Halaman:
Medan (Trigger.id) – Harapan besar kembali menggelora di Tanah Batak. Taman Bumi Kaldera Toba, salah satu warisan geologi kebanggaan Indonesia, baru saja mendapatkan angin segar dari Organisasi Pendidikan, Keilmuan, dan Kebudayaan PBB (UNESCO). Dalam kunjungan revalidasi yang dilakukan pada 21–25 Juli 2025, para asesor UNESCO memberikan banyak penilaian positif terhadap perkembangan pengelolaan geopark tersebut.
Kepala Dinas Kebudayaan, Pariwisata, dan Ekonomi Kreatif Provinsi Sumatera Utara (Disbudparekraf Sumut), Yuda Pratiwi Setiawan, menyampaikan bahwa sejak hari pertama kunjungan, para asesor terlihat cukup terkesan dengan perbaikan yang dilakukan. Kunjungan ini menjadi bagian penting dari proses evaluasi pasca peringatan “kartu kuning” yang diberikan UNESCO pada 2023.
“Kami bersyukur karena empat geosite utama yang dikunjungi asesor mendapatkan respons sangat positif. Ini menunjukkan bahwa upaya kami selama dua tahun terakhir membuahkan hasil,” ujar Yuda saat dihubungi dari Medan, Selasa (22/7).
Empat Geosite Unggulan yang Mencuri Perhatian
Adalah Sipinsur, Hutaginjang, Taman Eden 100, dan Hutan Sibaganding yang menjadi titik sorotan para asesor, Prof. Jose Brilha dari Portugal dan Dr. Jeon Yongmun dari Korea Selatan. Masing-masing menawarkan keunikan tersendiri dalam lanskap dan pelestarian.

Tugas Anda: Lanjutkan berita tentang revalidasi UNESCO di Taman Bumi Kaldera Toba mulai setelah kalimat terakhirnya. Baris-baris data ini diambil dari sumber yang berbeda.

Data Hasil Ekstraksi:
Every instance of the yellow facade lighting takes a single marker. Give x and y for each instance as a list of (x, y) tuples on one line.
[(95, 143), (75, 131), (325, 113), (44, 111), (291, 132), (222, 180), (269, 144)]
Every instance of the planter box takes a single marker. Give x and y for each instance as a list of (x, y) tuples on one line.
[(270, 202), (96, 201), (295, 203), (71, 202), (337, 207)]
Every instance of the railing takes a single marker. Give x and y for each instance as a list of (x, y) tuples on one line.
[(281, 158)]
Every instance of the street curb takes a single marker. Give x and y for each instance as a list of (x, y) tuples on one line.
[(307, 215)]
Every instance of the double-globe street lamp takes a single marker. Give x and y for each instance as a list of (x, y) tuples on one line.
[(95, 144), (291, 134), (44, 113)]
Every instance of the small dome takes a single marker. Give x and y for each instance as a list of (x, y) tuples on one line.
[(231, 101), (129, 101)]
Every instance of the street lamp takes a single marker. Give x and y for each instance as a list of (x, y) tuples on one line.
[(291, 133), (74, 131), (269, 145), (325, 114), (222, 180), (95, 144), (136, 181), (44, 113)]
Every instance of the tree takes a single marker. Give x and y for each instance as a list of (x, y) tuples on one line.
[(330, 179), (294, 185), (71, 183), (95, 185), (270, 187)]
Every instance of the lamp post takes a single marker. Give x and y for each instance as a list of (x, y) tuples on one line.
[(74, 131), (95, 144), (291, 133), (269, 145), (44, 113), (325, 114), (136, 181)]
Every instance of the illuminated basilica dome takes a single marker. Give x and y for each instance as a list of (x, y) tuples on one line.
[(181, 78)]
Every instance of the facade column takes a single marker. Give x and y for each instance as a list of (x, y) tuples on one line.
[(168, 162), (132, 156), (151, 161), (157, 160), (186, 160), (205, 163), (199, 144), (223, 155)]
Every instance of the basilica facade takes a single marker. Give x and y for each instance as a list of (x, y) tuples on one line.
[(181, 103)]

Jawaban Latihan:
Sipinsur, yang terletak di tepian Danau Toba, menawarkan panorama alam yang spektakuler, dilengkapi dengan spot wisata yang ramah keluarga. Sementara itu, Hutaginjang, desa yang berada di dataran tinggi, menyuguhkan bentang alam hasil aktivitas vulkanik ribuan tahun lalu—sebuah warisan geologi yang luar biasa.
Tak kalah menarik, Taman Eden 100 mencuri perhatian dengan taman seluas 40 hektare yang ditanami 100 jenis tanaman, lengkap dengan air terjun alami. Terakhir, Hutan Sibaganding, rumah bagi berbagai spesies primata, menjadi representasi upaya konservasi hayati yang bersanding dengan pelestarian geologi.
“Keempat geosite itu sudah dikelola cukup baik, dan asesor menyatakan kesan positif terhadap pengelolaan serta upaya pelestarian yang telah dilakukan,” kata Yuda.
Dari Kartu Kuning Menuju Pembenahan Menyeluruh
Sebagai informasi, pada pertemuan UNESCO Global Geopark di Maroko tahun 2023, kawasan Kaldera Toba sempat mendapatkan peringatan “kartu kuning” akibat belum terpenuhinya sejumlah indikator penting. Ini menjadi alarm bagi Badan Pengelola Toba Caldera UNESCO Global Geopark (BP TCUGGp) untuk segera berbenah.
Kini, dua tahun kemudian, hasil kerja keras tersebut mulai membuahkan pengakuan. Namun, para asesor tetap memberikan sejumlah catatan untuk pendalaman lebih lanjut, terutama dalam aspek geologis di setiap geosite.
Menurut Prof. Jose Brilha, esensi dari geopark bukanlah pariwisata semata, melainkan bagaimana manusia menjaga warisan geologi dan sejarahnya agar dapat diwariskan ke generasi berikutnya.
“Geopark bukan sekadar tujuan wisata. Yang utama adalah perlindungan terhadap formasi batuan, material geologi, dan sejarahnya. Pariwisata hanyalah bonus,” tuturnya.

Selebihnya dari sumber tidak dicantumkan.